[Collected data entries]
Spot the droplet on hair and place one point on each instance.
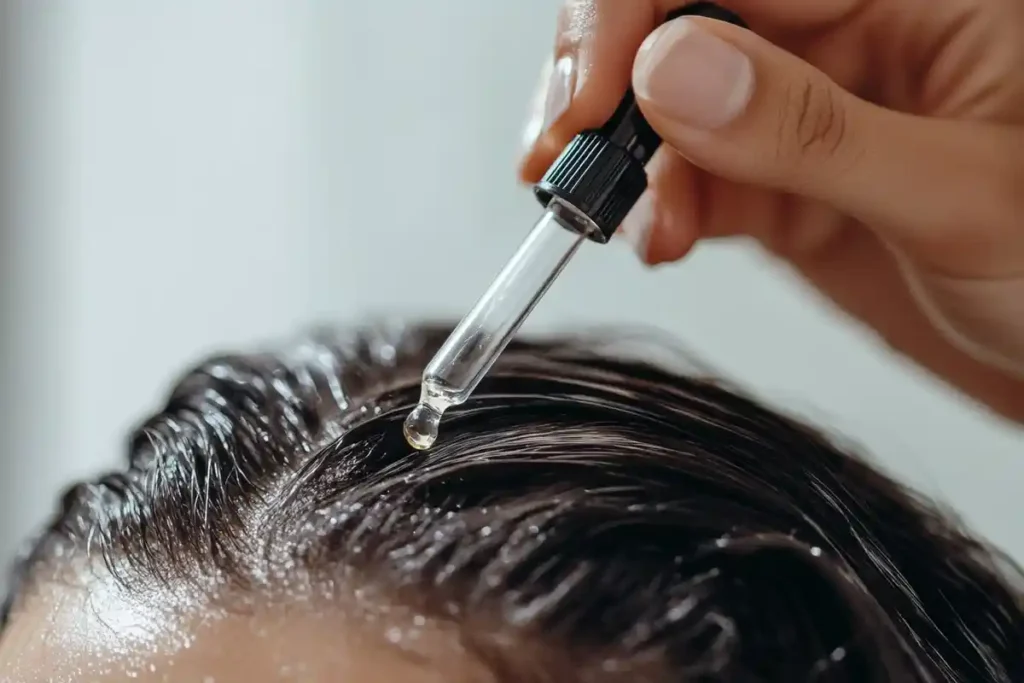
(421, 426)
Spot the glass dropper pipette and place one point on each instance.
(587, 193)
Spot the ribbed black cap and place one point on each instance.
(601, 172)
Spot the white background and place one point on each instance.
(203, 174)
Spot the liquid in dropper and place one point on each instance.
(422, 424)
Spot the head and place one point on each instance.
(586, 516)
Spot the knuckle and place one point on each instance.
(813, 122)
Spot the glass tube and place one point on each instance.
(482, 335)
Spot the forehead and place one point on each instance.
(98, 633)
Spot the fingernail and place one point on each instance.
(553, 96)
(637, 225)
(694, 76)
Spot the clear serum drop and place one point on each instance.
(588, 191)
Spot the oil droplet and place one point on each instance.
(421, 427)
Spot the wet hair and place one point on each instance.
(619, 516)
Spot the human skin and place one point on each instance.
(97, 632)
(880, 152)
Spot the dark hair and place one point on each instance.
(625, 517)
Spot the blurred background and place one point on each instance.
(196, 175)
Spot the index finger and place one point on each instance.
(601, 39)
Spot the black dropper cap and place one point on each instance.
(601, 172)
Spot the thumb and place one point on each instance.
(946, 191)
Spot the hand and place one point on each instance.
(878, 146)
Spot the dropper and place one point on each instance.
(587, 193)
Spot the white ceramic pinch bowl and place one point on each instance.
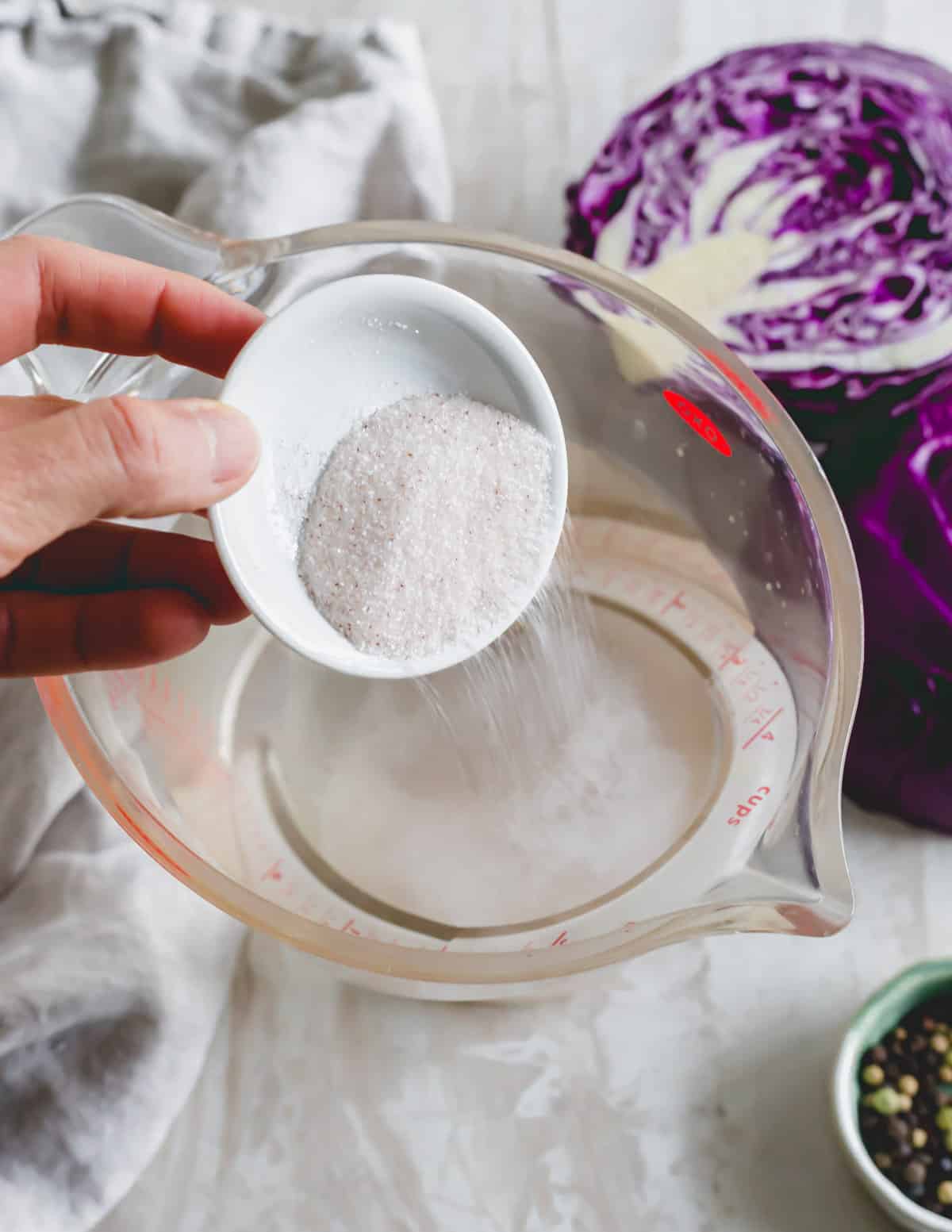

--- DESCRIPTION OF THE TASK ---
Copy out the lines that run from the one containing "Spot the hand" to the end of the collected data entries, with both ends included. Omit the pictures.

--- CORRECT OUTPUT ---
Spot the hand and place one point on each instance.
(878, 146)
Spot the dropper and place one point on each instance.
(587, 193)
Spot the white ceramic pinch bowl and place one point on each instance.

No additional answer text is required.